• **ASSIGNMENT**: Include only the line with "Target: dark field" and the lines after it, each reproduced exactly as it stands in the entries below.

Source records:
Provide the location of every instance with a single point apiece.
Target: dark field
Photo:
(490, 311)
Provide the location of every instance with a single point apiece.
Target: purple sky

• **EXERCISE RESULT**:
Target: dark field
Photo:
(490, 311)
Provide the location of every instance with a single point apiece.
Target: purple sky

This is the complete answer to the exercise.